>> START DATA EXCERPTS

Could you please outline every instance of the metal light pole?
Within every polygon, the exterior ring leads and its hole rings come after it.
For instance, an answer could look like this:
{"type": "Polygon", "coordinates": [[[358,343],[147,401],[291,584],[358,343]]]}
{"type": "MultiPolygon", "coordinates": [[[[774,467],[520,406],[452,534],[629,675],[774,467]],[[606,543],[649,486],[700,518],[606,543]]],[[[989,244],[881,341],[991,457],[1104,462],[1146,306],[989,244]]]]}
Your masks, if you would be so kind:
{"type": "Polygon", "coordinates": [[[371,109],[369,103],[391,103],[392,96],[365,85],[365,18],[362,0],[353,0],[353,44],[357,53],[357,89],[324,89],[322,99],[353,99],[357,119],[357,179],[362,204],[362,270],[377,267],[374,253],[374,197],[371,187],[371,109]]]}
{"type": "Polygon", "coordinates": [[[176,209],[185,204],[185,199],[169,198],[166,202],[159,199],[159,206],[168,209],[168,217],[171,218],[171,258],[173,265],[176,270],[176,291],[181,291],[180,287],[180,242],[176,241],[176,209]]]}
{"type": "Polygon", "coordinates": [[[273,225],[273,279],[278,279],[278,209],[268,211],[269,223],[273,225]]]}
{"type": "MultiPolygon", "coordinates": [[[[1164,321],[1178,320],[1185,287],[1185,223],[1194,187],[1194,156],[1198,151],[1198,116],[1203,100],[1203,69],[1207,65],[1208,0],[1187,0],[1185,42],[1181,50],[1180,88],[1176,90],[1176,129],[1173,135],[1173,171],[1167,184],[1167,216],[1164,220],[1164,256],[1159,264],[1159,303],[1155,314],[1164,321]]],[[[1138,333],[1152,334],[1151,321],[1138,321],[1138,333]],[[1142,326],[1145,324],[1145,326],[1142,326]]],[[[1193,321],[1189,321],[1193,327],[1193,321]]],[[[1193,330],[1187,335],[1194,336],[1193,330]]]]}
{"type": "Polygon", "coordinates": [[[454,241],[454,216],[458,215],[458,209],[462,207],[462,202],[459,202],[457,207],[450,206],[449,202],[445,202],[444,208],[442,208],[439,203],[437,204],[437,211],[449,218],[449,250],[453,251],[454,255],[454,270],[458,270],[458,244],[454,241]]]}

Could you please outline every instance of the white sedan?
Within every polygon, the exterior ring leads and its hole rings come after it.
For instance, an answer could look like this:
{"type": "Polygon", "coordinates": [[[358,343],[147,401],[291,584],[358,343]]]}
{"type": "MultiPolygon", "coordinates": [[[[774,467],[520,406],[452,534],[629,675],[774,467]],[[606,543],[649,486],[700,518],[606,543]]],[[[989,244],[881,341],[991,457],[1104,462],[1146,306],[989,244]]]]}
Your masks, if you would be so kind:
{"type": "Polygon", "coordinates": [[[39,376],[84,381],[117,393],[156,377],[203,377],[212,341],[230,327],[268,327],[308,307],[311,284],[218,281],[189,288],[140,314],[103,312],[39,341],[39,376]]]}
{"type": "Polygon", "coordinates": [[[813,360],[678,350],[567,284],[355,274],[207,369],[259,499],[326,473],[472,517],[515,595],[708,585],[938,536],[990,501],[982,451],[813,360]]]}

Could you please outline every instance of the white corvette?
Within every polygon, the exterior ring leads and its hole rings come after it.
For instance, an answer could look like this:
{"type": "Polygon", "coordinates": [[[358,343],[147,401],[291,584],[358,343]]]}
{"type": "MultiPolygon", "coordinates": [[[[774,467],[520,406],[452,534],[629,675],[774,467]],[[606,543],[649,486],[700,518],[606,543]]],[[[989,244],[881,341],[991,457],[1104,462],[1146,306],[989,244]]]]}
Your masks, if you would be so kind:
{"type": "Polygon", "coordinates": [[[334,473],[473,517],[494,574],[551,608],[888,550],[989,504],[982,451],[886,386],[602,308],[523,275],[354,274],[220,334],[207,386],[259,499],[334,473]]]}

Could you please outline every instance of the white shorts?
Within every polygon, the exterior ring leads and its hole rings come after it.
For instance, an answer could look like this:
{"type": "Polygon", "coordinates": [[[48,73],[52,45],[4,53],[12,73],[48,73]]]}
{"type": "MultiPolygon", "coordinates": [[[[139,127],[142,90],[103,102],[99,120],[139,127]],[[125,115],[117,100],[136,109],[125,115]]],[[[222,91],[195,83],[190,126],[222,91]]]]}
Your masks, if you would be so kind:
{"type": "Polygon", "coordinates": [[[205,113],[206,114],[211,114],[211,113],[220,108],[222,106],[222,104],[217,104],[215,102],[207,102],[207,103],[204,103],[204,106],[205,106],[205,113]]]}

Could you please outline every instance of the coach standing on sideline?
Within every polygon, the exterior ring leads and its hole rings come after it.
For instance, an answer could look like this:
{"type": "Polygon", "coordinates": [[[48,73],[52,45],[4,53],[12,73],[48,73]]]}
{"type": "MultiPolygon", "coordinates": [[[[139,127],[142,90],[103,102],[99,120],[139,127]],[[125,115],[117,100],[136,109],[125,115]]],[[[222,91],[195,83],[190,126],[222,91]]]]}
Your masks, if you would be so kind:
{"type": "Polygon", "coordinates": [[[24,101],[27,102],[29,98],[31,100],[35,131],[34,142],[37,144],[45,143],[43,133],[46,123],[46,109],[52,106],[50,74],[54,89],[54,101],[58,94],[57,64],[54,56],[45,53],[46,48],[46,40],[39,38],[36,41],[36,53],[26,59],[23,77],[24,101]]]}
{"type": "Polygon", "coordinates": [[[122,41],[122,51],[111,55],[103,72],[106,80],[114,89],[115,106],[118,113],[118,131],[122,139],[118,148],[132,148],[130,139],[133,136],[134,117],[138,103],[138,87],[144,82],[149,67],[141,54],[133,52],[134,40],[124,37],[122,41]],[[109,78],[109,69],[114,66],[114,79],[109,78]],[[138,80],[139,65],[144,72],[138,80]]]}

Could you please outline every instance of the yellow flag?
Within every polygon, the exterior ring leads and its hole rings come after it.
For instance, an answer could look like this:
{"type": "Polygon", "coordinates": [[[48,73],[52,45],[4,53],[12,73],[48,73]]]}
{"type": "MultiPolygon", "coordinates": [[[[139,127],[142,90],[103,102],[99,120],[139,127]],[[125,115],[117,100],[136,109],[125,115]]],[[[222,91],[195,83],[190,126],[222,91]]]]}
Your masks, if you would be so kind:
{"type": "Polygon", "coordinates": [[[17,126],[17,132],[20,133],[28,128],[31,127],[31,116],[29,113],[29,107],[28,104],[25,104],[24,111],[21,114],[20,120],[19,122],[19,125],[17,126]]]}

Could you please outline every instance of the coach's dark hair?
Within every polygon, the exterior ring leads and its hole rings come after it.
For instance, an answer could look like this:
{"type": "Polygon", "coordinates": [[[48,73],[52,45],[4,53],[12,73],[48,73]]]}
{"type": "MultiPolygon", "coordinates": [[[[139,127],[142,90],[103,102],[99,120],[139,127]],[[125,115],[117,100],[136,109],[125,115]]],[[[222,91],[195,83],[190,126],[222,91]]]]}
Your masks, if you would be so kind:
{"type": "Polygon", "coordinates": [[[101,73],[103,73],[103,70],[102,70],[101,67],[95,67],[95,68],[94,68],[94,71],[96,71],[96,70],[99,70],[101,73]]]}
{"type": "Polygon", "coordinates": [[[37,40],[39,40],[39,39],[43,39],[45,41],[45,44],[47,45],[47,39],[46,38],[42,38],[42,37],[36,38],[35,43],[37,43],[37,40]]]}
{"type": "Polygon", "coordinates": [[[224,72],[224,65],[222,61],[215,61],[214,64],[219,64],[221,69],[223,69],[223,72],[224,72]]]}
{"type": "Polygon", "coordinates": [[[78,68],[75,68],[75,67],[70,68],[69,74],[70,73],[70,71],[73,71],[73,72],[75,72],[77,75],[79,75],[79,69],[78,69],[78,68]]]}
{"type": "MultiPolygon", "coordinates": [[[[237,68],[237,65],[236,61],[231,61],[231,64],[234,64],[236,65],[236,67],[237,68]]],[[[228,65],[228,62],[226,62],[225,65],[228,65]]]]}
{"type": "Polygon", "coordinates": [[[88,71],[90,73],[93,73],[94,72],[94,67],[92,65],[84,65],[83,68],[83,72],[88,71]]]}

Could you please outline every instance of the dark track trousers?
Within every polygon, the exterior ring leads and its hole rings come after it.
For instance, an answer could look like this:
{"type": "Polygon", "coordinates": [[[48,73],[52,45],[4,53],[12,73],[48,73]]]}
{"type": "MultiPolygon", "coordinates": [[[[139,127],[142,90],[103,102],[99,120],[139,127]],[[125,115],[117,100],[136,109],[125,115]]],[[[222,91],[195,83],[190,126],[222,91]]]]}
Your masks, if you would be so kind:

>> END DATA EXCERPTS

__EXERCISE REQUIREMENTS__
Repeat exactly, and only, the lines of the records above, starting with the line that contains "Could you please outline every instance of the dark" and ending with the final line, both included.

__FINISHED ANSWER__
Could you please outline every instance of the dark track trousers?
Within every polygon, the exterior ring leads and its hole rings come after it.
For instance, an answer could look like this:
{"type": "Polygon", "coordinates": [[[48,73],[52,45],[4,53],[12,73],[48,73]]]}
{"type": "MultiPolygon", "coordinates": [[[[139,127],[142,90],[103,102],[99,120],[139,127]],[[125,115],[117,100],[136,109],[125,115]]],[[[222,91],[195,83],[190,126],[222,91]]]]}
Your masks, if you would be so kind:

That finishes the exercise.